--- Exercise instructions ---
Reproduce the rows below word for word, beginning at the line that contains "like [(255, 69)]." and ending after the line that contains "[(295, 140), (31, 184)]". Copy nothing outside that span.

--- Provided information ---

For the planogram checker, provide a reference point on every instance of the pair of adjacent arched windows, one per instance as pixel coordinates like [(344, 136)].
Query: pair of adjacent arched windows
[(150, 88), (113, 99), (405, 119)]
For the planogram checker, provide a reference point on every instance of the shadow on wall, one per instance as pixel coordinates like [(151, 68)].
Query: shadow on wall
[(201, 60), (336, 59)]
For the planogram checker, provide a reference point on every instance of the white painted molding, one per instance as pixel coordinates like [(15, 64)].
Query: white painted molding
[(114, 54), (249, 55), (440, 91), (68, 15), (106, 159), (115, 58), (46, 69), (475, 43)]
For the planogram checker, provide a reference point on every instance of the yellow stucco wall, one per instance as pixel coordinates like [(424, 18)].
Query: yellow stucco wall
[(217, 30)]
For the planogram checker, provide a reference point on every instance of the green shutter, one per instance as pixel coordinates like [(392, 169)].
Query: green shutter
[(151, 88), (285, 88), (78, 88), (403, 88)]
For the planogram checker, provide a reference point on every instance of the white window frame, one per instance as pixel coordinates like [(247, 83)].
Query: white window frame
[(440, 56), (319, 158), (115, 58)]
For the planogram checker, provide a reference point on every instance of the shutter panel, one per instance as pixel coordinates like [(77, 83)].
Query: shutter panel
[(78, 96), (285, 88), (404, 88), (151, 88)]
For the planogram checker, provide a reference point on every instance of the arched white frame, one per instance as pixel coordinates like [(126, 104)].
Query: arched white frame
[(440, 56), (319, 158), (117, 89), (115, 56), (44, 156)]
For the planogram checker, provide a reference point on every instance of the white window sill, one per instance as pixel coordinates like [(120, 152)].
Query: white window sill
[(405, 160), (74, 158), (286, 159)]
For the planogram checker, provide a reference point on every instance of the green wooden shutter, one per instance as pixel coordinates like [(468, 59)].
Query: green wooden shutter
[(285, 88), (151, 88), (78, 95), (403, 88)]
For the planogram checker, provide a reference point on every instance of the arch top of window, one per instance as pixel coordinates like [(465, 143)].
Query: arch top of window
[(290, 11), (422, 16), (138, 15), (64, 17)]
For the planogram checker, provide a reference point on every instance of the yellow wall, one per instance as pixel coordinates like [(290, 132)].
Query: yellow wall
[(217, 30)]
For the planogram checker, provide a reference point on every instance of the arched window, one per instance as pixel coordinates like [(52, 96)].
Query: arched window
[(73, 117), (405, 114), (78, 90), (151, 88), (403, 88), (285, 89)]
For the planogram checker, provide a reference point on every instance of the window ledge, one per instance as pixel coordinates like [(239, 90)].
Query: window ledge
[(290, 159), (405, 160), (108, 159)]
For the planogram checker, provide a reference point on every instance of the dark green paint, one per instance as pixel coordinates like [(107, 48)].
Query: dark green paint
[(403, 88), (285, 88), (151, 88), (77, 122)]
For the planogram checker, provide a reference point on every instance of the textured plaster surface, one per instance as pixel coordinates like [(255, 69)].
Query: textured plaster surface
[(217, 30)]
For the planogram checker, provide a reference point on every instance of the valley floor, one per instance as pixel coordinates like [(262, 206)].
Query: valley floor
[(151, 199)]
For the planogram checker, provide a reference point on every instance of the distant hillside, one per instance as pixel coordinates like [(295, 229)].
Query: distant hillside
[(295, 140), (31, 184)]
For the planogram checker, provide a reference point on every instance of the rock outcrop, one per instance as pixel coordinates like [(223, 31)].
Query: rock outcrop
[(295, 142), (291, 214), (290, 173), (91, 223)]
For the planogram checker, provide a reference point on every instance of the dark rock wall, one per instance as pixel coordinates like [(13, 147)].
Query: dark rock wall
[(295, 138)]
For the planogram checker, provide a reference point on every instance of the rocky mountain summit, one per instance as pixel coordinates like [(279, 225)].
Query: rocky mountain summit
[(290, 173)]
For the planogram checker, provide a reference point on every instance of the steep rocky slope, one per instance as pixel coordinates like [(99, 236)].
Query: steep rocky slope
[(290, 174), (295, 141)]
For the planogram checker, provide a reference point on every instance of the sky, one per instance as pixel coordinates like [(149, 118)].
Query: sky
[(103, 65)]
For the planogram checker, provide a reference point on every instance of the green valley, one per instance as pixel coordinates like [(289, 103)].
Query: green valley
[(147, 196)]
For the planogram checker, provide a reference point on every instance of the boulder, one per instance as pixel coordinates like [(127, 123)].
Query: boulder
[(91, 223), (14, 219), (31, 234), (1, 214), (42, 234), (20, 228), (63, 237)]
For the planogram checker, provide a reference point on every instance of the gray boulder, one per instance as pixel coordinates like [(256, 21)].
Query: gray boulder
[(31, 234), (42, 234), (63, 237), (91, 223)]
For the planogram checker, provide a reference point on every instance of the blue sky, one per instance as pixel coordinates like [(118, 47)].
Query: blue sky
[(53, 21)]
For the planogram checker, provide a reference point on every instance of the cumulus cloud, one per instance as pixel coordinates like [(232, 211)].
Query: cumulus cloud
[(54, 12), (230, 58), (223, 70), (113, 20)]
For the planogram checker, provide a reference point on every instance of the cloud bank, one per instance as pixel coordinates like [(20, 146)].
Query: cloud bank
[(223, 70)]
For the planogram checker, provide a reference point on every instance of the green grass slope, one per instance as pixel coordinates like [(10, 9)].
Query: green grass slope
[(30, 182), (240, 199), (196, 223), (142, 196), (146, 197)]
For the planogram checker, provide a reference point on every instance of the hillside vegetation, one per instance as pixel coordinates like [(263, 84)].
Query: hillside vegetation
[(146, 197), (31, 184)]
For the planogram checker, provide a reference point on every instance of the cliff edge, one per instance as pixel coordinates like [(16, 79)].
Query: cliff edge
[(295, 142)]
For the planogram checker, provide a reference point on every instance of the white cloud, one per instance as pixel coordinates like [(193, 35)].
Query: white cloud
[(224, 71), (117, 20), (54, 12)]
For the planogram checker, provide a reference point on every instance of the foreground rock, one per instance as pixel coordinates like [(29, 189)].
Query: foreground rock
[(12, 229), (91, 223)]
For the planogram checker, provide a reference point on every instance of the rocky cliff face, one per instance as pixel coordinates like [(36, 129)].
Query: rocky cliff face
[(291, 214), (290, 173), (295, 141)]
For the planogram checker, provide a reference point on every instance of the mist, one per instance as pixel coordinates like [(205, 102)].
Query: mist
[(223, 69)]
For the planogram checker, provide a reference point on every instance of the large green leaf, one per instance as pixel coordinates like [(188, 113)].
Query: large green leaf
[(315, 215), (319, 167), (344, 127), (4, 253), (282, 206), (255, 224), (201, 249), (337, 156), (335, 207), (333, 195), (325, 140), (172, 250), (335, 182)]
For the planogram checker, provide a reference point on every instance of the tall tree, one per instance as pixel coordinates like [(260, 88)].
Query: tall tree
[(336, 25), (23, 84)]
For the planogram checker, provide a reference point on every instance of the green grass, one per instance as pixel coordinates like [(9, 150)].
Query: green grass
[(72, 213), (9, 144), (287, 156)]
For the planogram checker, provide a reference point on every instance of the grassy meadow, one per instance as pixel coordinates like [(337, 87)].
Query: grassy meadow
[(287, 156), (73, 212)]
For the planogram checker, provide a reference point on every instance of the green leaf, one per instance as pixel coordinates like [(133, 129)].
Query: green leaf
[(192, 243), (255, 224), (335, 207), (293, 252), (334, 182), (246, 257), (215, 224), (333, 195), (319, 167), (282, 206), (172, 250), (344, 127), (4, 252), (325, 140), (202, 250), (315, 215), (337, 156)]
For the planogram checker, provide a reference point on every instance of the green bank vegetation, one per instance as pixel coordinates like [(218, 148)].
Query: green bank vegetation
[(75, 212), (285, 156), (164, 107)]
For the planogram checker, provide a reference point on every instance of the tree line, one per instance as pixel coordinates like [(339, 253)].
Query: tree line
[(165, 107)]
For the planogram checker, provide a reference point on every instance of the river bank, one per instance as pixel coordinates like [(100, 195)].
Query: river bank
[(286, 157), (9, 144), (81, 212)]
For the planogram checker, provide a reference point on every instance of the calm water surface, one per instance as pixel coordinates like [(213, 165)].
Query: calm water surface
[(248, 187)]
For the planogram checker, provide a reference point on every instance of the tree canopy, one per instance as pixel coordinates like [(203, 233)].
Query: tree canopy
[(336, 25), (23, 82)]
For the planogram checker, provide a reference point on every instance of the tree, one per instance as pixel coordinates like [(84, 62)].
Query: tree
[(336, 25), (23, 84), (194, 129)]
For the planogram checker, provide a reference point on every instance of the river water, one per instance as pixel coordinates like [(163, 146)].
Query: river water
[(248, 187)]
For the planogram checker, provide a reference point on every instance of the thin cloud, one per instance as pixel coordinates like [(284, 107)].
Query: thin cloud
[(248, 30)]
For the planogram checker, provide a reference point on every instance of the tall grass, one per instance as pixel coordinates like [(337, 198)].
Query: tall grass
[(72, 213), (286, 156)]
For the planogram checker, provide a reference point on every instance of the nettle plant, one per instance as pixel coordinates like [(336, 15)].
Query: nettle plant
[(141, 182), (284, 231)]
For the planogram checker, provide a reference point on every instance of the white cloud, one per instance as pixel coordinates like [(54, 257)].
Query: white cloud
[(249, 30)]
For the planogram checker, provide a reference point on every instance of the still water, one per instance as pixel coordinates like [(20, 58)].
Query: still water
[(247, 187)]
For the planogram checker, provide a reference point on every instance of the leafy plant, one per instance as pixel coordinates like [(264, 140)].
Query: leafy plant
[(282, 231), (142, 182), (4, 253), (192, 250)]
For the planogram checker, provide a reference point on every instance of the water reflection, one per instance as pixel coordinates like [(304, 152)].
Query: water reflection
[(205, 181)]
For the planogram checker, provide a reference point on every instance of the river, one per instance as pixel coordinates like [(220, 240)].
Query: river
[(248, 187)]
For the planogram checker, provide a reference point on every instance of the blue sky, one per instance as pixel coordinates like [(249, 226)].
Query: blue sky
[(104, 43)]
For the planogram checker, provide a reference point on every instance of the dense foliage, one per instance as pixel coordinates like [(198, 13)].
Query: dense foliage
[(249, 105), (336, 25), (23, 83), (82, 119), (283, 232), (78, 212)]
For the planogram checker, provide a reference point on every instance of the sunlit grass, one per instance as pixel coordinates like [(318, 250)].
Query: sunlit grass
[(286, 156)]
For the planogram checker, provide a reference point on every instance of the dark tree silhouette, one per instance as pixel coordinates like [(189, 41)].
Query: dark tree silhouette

--- Solution to this task ---
For the planogram checker, provide a reference point on every instance of the textured plaster surface, one per instance as pixel coordinates like [(255, 69)].
Query: textured plaster surface
[(217, 30)]
For the planogram checker, provide a reference point on every instance of the valley floor, one per instance as pixel coordinates like [(262, 206)].
Query: valley floor
[(151, 199)]
For the planogram checker, provide a reference point on every instance of the distant hillside, one per instance as pixel coordinates like [(295, 229)].
Query: distant hillside
[(295, 140), (31, 184)]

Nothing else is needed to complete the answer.